Continue the forum post below about IP renewal on a laptop with limited connectivity, picking up right after its final sentence.
--- start of Excerpted text ---
# IP renewal



## fruglemiester12 (Dec 20, 2009)

First off, let me just tell you that I've read the earlier post concerning this and it has not worked. Now, let me tell you about my problem. I have two laptops: one from my school and the other my own. My personal computer has been out of commision until recently because of my lack of a power adapter. Meanwhile I've been using my school laptop and the internet is going fine.

Today I got my personal laptop fixed and recovered it back to it's original settings. I wanted to go onto the internet with it and when I tried it told me that my internet had limited connection, although it's connection speed was excellant. I checked my other computer, just to be sure and it was working perfectly. I have a wireless router from Charter, and usually both my computers run off it beautifully.
--- end of Excerpted text ---
--- start of Stored records ---
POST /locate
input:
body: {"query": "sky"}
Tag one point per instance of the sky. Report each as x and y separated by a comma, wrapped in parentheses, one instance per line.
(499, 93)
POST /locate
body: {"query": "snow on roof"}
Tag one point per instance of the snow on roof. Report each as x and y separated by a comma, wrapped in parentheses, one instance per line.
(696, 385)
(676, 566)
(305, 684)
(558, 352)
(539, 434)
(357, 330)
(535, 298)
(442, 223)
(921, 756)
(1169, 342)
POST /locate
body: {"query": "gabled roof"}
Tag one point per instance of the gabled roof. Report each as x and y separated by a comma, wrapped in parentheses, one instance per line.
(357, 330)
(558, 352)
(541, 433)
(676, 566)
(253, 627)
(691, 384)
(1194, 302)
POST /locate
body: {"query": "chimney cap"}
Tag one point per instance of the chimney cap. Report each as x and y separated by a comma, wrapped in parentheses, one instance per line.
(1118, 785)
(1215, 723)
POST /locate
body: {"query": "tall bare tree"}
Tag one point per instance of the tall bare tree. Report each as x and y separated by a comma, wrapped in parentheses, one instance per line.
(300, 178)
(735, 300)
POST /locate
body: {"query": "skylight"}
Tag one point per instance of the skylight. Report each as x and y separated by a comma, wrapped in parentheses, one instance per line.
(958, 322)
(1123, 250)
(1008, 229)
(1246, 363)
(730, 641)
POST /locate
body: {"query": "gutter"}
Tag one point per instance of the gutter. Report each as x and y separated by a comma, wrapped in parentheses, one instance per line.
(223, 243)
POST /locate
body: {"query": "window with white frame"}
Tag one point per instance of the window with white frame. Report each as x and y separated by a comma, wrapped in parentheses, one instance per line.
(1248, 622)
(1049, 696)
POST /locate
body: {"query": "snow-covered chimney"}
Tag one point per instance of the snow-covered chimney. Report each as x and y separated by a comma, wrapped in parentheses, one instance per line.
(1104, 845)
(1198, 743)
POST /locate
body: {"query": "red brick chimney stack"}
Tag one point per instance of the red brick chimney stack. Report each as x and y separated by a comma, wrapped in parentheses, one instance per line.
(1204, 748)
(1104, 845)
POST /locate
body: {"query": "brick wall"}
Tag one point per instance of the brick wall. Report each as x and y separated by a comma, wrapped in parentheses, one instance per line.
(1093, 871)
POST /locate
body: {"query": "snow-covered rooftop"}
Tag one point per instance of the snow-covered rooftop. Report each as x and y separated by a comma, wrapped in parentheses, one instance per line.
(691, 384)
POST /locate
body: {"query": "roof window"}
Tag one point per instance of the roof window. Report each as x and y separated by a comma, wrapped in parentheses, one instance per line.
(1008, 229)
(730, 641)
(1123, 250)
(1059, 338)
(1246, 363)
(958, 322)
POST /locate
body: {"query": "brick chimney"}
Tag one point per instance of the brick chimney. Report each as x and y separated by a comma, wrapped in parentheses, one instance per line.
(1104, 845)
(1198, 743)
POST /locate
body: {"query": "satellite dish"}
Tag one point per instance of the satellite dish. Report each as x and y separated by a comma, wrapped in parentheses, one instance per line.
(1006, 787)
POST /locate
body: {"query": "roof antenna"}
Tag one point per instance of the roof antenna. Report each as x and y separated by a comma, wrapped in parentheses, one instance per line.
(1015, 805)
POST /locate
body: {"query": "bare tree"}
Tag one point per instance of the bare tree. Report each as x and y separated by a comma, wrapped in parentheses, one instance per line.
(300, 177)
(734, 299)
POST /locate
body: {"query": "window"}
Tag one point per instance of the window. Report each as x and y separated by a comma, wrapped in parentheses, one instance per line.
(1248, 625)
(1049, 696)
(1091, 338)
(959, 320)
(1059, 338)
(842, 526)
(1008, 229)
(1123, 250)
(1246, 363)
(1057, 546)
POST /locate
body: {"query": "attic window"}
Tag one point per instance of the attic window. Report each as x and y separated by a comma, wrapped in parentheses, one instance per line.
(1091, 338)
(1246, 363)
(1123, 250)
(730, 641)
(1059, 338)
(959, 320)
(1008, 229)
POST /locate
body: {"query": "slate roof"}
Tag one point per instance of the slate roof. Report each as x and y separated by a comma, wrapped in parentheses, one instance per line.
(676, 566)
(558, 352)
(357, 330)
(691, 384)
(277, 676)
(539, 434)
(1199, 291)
--- end of Stored records ---
Answer =>
First thing I did was try to disable it and reenable it. Didn't work. Then I tried to repair it. It told me that my IP address couldn't be renewed. After that I tried a combination of shutting down both computers, restarting the router, and even going as far as to plug my laptop in directly to the router. None of it worked. I also noticed that while my own internet connection didn't work I could pick up and use other people's. That's when I resorted to googling my problem. Found your site and read the questions and responses that seemed to go with my problem. I've tried the command prompt things: ipconfig/release said it was already released. ipconfig/renew showed no results at all. ipconfig/flushdns showed results on the CMD, but didn't work in the end. Tried a miriad of other things in the CMD field as well, and none of them worked. 

This whole while my other computer's been workin perfectly fine, except for when i disable the internet connection to see if it effected the other computer. I'm really at a loss and feel really cheated becuase I paid $70 for the charger and waited like 2 hours for it to recover and now I can't even use the internet I'm paying for. I know common sense would say to just use the other computer, but it's my school's computer and there are a lot of things I can't access on it because of that. Please help.:4-dontkno


----------



## fruglemiester12 (Dec 20, 2009)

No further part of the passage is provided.